━━━ TEXT ━━━
In a dystopian near future, Dr. Francine Burk has won a MacArthur "Genius" Fellowship for her studies of bonobos' sexual habits and the implications for human beings, scholarship she is trying to pursue further at a research institute in Missouri when a natural disaster strikes.
Audrey Schulman has...written a riveting page-turner about bonobos — yes, the chimplike primates — and set the action in a very near and dire future ... Sharply observant of primate behavior (both human and animal), Schulman’s quick-moving and dramatic prose doesn’t really lend itself to ready quotation. Burke, like many a New Yorker, believes Midwestern humor consists mainly of 'knee-slapping guffaws, as intellectual as euchre.' More poetically, she recognizes that 'each important moment in life has about it a stillness, an extra beat, an awareness of the edges.' As a result, when she finds herself falling in love 'something inside her clicked. Some animal part of her brain.' Let me add that in creating white-knuckle tension or describing sudden violence, Schulman can rival any our of our more famous thriller writers.
Schulman sets her witty tale in a near future where many characters enjoy enhanced genetics and technological implants. Those who can’t afford such augmentations 'had begun to resemble groundhogs — a certain meaty compression, a tendency to breathe through the mouth' ... Theory of Bastards is lifted by its science, flecked like mica throughout the story ... The writer skillfully weaves fact with fiction. Her chapters are short, her sentences clipped and efficient, if not beautiful ... Despite a bit of limp philosophizing near the end, she brings insight, amusement and — in contrast to the bonobos — much delayed human gratification. Her protagonists don’t even hold hands until page 390. Still, she makes it worth the wait.
The misunderstood nature of female desire is at the center of her inquiries, both in how it guides the bonobos, who are ruled by a bald, benevolent dictator called Mama, and in how Burk experiences it in her own surgery-scarred body. Ms. Schulman is a swift, confident, engaging writer who wields her considerable research—the novel includes a five-page appendix documenting her sources—with a nimble touch. And when, near the conclusion, disaster inevitably strikes, it yields the unforgettable image of Burk, Stotts and a troop of randy bonobos trekking together across an evacuated middle America, the hope for the future found in the secrets of the evolutionary past.
━━━
EXERCISE AIM —
Transcribe the reviews of Theory of Bastards from "Audrey Schulman has...written" to "famous thriller writers.". The entries that come next are separate material, unrelated to the reviews of Theory of Bastards.
━━━ LISTED RECORDS ━━━
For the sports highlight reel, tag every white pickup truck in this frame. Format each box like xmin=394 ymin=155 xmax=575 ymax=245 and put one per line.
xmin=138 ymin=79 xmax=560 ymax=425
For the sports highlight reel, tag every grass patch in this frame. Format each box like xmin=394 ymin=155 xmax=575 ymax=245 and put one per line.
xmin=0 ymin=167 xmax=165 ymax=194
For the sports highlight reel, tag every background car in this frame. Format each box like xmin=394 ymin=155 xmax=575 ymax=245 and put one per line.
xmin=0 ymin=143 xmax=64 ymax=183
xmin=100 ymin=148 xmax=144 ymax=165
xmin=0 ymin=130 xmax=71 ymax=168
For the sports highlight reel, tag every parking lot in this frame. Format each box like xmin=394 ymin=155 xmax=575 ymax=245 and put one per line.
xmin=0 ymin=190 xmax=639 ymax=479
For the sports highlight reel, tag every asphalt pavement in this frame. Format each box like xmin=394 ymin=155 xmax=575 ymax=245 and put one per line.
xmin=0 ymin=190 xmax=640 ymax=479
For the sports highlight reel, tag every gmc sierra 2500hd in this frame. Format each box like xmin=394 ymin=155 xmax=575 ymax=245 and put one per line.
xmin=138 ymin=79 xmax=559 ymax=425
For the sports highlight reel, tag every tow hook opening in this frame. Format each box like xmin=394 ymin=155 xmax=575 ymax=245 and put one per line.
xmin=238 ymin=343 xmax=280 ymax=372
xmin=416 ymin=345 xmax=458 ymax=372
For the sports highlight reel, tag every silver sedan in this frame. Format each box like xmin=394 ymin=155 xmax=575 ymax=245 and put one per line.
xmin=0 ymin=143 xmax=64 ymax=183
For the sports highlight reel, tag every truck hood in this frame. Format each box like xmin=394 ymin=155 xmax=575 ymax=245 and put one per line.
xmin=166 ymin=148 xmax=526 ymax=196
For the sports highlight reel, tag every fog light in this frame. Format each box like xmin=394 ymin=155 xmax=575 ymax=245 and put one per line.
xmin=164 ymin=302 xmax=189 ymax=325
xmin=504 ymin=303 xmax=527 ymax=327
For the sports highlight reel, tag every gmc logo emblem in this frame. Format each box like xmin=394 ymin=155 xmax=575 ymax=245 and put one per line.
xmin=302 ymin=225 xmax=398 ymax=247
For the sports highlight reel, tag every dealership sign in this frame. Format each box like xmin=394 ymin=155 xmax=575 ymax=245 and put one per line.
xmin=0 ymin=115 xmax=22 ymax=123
━━━
RESULT FOR THIS TASK —
Audrey Schulman has...written a riveting page-turner about bonobos — yes, the chimplike primates — and set the action in a very near and dire future ... Sharply observant of primate behavior (both human and animal), Schulman’s quick-moving and dramatic prose doesn’t really lend itself to ready quotation. Burke, like many a New Yorker, believes Midwestern humor consists mainly of 'knee-slapping guffaws, as intellectual as euchre.' More poetically, she recognizes that 'each important moment in life has about it a stillness, an extra beat, an awareness of the edges.' As a result, when she finds herself falling in love 'something inside her clicked. Some animal part of her brain.' Let me add that in creating white-knuckle tension or describing sudden violence, Schulman can rival any our of our more famous thriller writers.